What to produce
From the records that follow, copy every line that contains the word "below".
══════════════════════════════
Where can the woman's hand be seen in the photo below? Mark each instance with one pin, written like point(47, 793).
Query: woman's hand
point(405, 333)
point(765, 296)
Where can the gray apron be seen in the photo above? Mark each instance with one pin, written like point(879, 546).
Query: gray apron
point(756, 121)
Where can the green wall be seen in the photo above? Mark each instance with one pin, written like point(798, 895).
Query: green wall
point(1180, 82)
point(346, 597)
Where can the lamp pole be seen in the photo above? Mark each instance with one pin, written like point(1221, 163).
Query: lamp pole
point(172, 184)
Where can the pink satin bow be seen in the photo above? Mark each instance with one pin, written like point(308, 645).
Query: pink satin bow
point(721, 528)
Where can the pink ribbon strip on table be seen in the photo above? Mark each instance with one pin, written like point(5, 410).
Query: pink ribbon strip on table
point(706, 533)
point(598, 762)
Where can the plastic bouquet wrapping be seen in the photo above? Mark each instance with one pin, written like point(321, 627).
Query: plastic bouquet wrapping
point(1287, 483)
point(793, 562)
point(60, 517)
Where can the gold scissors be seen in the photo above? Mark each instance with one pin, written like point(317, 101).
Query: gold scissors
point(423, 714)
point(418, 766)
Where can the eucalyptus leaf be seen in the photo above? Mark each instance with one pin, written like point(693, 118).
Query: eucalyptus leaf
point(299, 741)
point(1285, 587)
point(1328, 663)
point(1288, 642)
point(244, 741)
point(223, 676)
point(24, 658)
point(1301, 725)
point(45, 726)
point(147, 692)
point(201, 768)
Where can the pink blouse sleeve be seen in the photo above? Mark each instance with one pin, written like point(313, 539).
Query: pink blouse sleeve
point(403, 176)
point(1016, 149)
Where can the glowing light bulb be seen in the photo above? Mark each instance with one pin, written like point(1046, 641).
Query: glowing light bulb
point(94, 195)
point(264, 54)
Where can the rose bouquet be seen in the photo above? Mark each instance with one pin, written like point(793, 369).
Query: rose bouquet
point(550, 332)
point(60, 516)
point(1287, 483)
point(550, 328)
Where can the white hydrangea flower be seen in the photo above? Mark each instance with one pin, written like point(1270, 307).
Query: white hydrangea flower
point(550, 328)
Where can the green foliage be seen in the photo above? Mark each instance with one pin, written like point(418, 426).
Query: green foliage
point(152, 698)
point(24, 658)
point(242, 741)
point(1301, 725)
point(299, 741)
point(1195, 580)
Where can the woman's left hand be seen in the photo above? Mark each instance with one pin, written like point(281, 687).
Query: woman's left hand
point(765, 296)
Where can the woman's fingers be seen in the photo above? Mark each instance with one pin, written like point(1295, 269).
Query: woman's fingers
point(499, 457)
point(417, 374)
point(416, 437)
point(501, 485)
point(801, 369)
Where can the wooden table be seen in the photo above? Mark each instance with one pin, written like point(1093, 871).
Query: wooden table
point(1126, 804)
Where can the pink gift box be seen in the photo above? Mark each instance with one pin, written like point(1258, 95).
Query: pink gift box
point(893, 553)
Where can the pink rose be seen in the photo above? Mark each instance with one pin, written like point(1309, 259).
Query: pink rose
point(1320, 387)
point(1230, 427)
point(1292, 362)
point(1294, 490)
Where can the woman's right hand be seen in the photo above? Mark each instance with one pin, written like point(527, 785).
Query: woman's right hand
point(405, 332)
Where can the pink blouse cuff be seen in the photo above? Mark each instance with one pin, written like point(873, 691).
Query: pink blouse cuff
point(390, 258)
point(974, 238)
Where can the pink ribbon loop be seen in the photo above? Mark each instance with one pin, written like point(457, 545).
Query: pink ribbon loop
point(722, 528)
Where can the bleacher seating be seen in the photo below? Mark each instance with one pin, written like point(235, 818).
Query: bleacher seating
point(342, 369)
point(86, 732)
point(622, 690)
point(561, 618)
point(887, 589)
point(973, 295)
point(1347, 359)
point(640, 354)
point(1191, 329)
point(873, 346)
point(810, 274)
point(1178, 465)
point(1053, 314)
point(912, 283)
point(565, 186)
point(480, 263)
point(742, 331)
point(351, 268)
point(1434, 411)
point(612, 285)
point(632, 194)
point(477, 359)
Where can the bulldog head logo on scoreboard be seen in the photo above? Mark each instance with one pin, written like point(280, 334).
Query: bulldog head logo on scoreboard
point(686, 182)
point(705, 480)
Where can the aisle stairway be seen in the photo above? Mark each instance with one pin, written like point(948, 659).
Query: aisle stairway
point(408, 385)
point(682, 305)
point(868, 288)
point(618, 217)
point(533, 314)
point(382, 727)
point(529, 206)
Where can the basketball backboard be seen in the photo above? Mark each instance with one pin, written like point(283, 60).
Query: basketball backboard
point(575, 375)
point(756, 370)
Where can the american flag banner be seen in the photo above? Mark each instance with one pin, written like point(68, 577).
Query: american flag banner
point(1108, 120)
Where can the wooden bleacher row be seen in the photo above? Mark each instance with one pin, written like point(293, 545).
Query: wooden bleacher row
══════════════════════════════
Written solution
Where can the woman's hand be seen in the photo below? Mark each instance with one pin, written like point(47, 793).
Where can the bleacher seating be seen in the photo below? Mark each instance with one pin, written like point(235, 818).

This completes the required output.